═══ Records provided ═══

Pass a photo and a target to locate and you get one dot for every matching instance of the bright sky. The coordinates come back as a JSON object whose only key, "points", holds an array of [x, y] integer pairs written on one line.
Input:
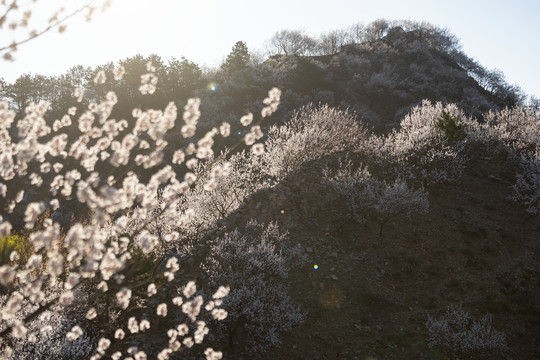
{"points": [[498, 33]]}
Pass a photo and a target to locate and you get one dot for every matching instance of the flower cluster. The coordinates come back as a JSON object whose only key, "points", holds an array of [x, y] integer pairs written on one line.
{"points": [[95, 160]]}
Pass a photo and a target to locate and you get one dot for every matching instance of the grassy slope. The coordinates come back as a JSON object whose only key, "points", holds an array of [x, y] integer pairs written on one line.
{"points": [[475, 248]]}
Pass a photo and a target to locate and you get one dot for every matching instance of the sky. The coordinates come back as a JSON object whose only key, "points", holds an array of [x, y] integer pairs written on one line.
{"points": [[499, 34]]}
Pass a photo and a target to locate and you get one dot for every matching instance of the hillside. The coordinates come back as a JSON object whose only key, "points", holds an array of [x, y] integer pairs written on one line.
{"points": [[382, 203], [474, 249]]}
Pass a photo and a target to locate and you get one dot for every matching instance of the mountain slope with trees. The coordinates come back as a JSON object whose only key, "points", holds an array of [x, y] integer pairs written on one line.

═══

§ Written exercise
Rewrite all of these rows with "dot" changed to "marker" wherever it appears, keeping everything else the same. Leave out the pictures.

§ Reply
Pass a photo and a target to locate and you get one marker for every matching instance of the bright sky. The coordinates come back as a JSON object whose only key, "points", holds an array of [x, y] integer pairs written on one line.
Input:
{"points": [[498, 33]]}
Pass a photo and a target to locate and you get one marker for every matching instance of the flower cluster. The coordinates come back as a JSON object whose only key, "points", holds an array of [x, y] integer pairs written on one line.
{"points": [[95, 160]]}
Pass a photo and a target to locate and you get one marker for every matching instance of the grassy slope. The coordinates come back as a JSON object whose only key, "points", holds an array of [x, y] integer pairs written on one line.
{"points": [[475, 248]]}
Pass a photo and a target to locate and you get one marker for every matching instance of the sky. The coordinates come back as a JSON object whose only key, "points", holds an array of [x, y] integer pairs written on one line.
{"points": [[499, 34]]}
Pass a photo and a target to locate and you get one marker for every matching instance of the hillside. The coordinates come back as a JSON object whose only key, "points", holds an array of [x, y] integer pairs written on one line.
{"points": [[382, 203], [474, 249]]}
Pass a photo and a target to locate and you get one marker for every matching instance of the mountain slope with trees. The coordinates come back as a JSON object whose only key, "points", holds an array of [x, y] integer pairs written on one line.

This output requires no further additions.